Alcuni materiali:

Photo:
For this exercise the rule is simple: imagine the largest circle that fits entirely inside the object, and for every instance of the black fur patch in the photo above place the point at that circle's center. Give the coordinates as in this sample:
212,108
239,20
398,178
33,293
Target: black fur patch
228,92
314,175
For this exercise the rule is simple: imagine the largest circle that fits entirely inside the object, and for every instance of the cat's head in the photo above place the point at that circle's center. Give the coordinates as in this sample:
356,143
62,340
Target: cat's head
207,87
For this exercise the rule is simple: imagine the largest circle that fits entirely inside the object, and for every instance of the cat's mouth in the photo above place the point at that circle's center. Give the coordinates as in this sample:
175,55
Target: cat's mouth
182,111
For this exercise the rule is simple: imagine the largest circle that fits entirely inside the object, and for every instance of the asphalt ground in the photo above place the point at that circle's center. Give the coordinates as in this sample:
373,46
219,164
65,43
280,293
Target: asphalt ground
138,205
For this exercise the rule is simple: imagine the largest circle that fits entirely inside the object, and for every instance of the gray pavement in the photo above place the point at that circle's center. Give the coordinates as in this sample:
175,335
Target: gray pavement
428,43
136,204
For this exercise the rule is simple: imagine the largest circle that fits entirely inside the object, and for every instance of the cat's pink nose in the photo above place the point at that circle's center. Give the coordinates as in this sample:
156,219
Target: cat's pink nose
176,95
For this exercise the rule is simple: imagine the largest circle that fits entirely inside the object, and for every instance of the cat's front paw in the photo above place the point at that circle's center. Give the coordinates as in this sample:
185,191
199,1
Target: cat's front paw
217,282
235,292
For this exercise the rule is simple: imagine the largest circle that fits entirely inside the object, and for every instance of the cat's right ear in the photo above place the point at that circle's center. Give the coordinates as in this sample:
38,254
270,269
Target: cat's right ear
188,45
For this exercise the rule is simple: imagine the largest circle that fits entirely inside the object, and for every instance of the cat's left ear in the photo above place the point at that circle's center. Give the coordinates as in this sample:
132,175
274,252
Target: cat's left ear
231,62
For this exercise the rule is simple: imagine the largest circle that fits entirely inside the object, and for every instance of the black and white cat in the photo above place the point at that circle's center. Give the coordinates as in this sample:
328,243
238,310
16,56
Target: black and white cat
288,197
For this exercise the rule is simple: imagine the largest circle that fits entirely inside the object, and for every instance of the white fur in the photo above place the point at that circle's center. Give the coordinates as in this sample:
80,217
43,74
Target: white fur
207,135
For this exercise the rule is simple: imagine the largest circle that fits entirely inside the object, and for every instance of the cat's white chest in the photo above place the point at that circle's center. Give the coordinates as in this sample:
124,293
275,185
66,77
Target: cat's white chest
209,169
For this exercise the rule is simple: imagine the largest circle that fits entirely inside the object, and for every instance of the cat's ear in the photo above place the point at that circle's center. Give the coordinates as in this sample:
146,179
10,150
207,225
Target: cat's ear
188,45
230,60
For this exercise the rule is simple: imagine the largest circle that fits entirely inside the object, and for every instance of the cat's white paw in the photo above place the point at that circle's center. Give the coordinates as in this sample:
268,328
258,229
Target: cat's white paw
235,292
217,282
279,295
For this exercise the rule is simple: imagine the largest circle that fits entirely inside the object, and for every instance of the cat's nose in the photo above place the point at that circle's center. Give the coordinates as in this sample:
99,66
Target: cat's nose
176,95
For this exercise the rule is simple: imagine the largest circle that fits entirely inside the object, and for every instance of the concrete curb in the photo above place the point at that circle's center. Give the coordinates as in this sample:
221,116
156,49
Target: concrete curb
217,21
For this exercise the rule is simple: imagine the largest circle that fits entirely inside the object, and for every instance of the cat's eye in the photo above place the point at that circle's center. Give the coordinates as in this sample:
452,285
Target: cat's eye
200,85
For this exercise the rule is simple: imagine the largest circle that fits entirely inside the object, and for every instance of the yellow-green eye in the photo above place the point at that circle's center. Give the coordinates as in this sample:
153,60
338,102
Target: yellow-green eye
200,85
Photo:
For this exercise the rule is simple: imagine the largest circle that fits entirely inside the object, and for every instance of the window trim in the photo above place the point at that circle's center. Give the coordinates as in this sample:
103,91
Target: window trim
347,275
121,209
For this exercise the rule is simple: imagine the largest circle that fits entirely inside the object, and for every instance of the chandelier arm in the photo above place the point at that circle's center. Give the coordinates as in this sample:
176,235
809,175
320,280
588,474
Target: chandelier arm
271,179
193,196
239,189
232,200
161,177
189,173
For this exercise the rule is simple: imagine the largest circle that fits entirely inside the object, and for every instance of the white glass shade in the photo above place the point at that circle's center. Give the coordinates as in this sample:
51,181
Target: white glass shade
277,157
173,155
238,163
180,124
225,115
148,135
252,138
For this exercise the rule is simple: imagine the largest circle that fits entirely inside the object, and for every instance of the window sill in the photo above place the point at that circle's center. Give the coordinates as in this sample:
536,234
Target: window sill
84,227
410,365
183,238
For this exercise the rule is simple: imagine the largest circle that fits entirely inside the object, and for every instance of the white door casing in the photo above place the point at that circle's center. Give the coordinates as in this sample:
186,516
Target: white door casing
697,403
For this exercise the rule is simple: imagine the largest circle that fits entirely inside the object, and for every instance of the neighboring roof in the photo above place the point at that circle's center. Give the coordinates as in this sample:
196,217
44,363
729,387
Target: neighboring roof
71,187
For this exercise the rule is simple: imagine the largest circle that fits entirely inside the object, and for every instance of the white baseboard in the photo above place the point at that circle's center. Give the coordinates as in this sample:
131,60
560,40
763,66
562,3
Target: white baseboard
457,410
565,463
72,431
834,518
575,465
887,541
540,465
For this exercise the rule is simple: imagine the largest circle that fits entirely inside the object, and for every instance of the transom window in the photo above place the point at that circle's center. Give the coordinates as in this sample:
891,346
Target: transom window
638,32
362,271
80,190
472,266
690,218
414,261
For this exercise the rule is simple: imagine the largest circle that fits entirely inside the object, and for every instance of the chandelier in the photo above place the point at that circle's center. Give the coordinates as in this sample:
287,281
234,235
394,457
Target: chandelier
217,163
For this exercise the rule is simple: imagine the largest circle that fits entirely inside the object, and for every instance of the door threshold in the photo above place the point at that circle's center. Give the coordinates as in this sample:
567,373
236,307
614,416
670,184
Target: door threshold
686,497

● **Consegna**: Riproduci tutte le righe del materiale senza cambiare nulla.

● **Soluzione**:
Photo:
For this exercise the rule is simple: imagine the largest circle that fits entirely inside the object, and for every instance of the black fur patch in the photo above place the point at that circle's center. Give the coordinates as in this sample:
212,108
239,20
398,178
33,293
Target: black fur patch
228,92
314,175
For this exercise the rule is simple: imagine the largest circle that fits entirely inside the object, and for every instance of the cat's head in the photo above place the point at that circle's center. Give the coordinates as in this sample:
356,143
62,340
Target: cat's head
207,87
For this exercise the rule is simple: imagine the largest circle that fits entirely inside the object, and for every instance of the cat's mouth in the photo above place the point at that circle's center. Give the coordinates as in this sample:
175,55
Target: cat's mouth
182,111
For this exercise the rule is simple: imagine the largest circle that fits entirely inside the object, and for every instance of the asphalt ground in the photo above place the point at that circle's center. Give the coordinates as in this sample:
373,46
219,164
65,43
280,293
Target: asphalt ground
138,205
For this exercise the rule is simple: imagine the largest circle that fits entirely inside the object, and for every instance of the gray pavement in the photo above place the point at that circle's center. Give the coordinates as in this sample:
175,335
Target: gray pavement
428,43
136,204
For this exercise the rule is simple: imagine the largest circle that fits entirely inside the object, and for every instance of the cat's pink nose in the photo above place the point at that circle's center. Give the coordinates as in this sample:
156,219
Target: cat's pink nose
176,95
For this exercise the rule is simple: imagine the largest circle that fits entirely inside the object, and for every instance of the cat's front paw in the photo above place the point at that circle's center. Give the coordinates as in this sample:
185,191
199,1
Target: cat's front paw
217,282
235,292
For this exercise the rule is simple: imagine the largest circle that fits entirely inside the object, and for every instance of the cat's right ear in the photo above place the point at that circle's center. Give the coordinates as in this sample:
38,254
270,269
Target: cat's right ear
188,45
For this exercise the rule is simple: imagine the largest circle that fits entirely inside the object, and for every instance of the cat's left ear in the photo above place the point at that circle's center. Give the coordinates as in this sample:
132,175
274,252
Target: cat's left ear
231,62
For this exercise the rule is simple: imagine the largest circle that fits entirely inside the object, and for every instance of the black and white cat in the photo above place the point at that circle's center. Give the coordinates as in this sample:
328,243
238,310
16,56
Target: black and white cat
288,197
For this exercise the rule is simple: imagine the largest circle that fits entirely inside the object, and for every instance of the white fur in the photo above place the point at that circle's center. Give the coordinates as in this sample:
80,217
43,74
Target: white fur
207,135
For this exercise the rule is simple: imagine the largest circle that fits entirely inside the object, and for every instance of the cat's white chest in the photo above place the point at that circle's center. Give the coordinates as in this sample:
124,293
275,185
66,77
Target: cat's white chest
209,169
For this exercise the rule is simple: imagine the largest circle that fits entirely inside the object, and for every instance of the cat's ear in the photo above place the point at that circle's center. Give the coordinates as in this sample:
146,179
10,150
207,225
Target: cat's ear
188,45
230,60
For this exercise the rule is simple: imagine the largest circle that fits entirely inside the object, and for every instance of the cat's white paw in the photo above place the point at that circle's center. Give the coordinates as in this sample:
268,328
258,229
Target: cat's white paw
235,292
217,282
279,295
For this exercise the rule is simple: imagine the largest circle that fits entirely inside the object, and for every instance of the cat's nose in the photo above place the point at that circle's center. Give the coordinates as in this sample:
99,66
Target: cat's nose
176,95
For this exercise the rule is simple: imagine the largest circle that fits entirely inside the object, and for every instance of the concrete curb in the photo above place the point at that circle's center. Give the coordinates as in this sample:
221,116
156,49
Target: concrete curb
217,21
For this exercise the rule is simple: imagine the largest circle that fits entirely inside the object, and for every instance of the cat's eye in the photo above place the point at that circle's center. Give the coordinates as in this sample:
452,285
Target: cat's eye
200,85
For this exercise the rule is simple: imagine the largest circle that fits entirely inside the object, and for every instance of the yellow-green eye in the photo above place the point at that circle's center. Give the coordinates as in this sample:
153,60
338,102
Target: yellow-green eye
200,85
Photo:
For this exercise the rule is simple: imagine the largest circle that fits entirely inside the object, and for every instance of the window trim in the photo above place the point at that circle's center. Give the coordinates as in this sample:
103,91
Target: window trim
347,275
121,209
For this exercise the rule is simple: imagine the largest circle that fits entirely inside the object, and for every instance of the chandelier arm in the photo above place the point at that circle's center. Give the coordinates as in this sample:
176,235
809,175
320,280
588,474
Target: chandelier arm
271,179
193,196
239,189
232,200
161,177
189,173
For this exercise the rule is simple: imagine the largest circle that fits entirely inside the object, and for every instance of the white glass shade in the photo above place the point at that circle's center. Give the coordinates as in this sample:
51,181
Target: white glass shade
277,157
173,155
238,163
180,124
225,115
148,135
252,138
For this exercise the rule is simple: imagine the largest circle that fits entirely inside the object, and for every instance of the window sill in the photo above place the point at that circle's center. Give the coordinates as in this sample:
536,234
Target: window sill
84,227
410,365
183,238
For this exercise the rule is simple: imagine the largest circle that fits entirely inside the object, and for every instance of the white door casing in the photo above place the point at that circle's center. Give the coordinates as in this sample:
186,516
Target: white door casing
697,403
For this exercise the rule is simple: imagine the largest circle that fits entirely inside the object, and for every instance of the neighboring roof in the photo above place the point at that circle's center. Give the coordinates as in this sample:
196,217
44,363
729,387
Target: neighboring roof
71,187
For this exercise the rule is simple: imagine the largest circle that fits entirely inside the object, and for every instance of the white baseboard in the photo above place the point at that circle's center. Give the coordinates as in this sample:
131,60
560,40
763,66
562,3
Target: white baseboard
457,410
565,463
72,431
834,518
575,465
887,541
540,465
For this exercise the rule is simple: imagine the largest circle that fits entirely inside the object, and for every instance of the transom window in the photo above place the point at that circle's center. Give the coordinates as in this sample:
891,346
Target: transom window
638,32
362,271
80,190
472,266
690,218
414,261
For this exercise the rule is simple: imagine the largest circle that fits entirely inside the object, and for every instance of the chandelier in the photo above place the point at that circle's center. Give the coordinates as in this sample:
287,281
234,235
394,457
Target: chandelier
217,163
For this exercise the rule is simple: imagine the largest circle that fits entirely inside the object, and for every instance of the door threshold in the photo above place the point at that circle's center. Give the coordinates as in this sample:
567,373
236,307
614,416
670,184
Target: door threshold
686,497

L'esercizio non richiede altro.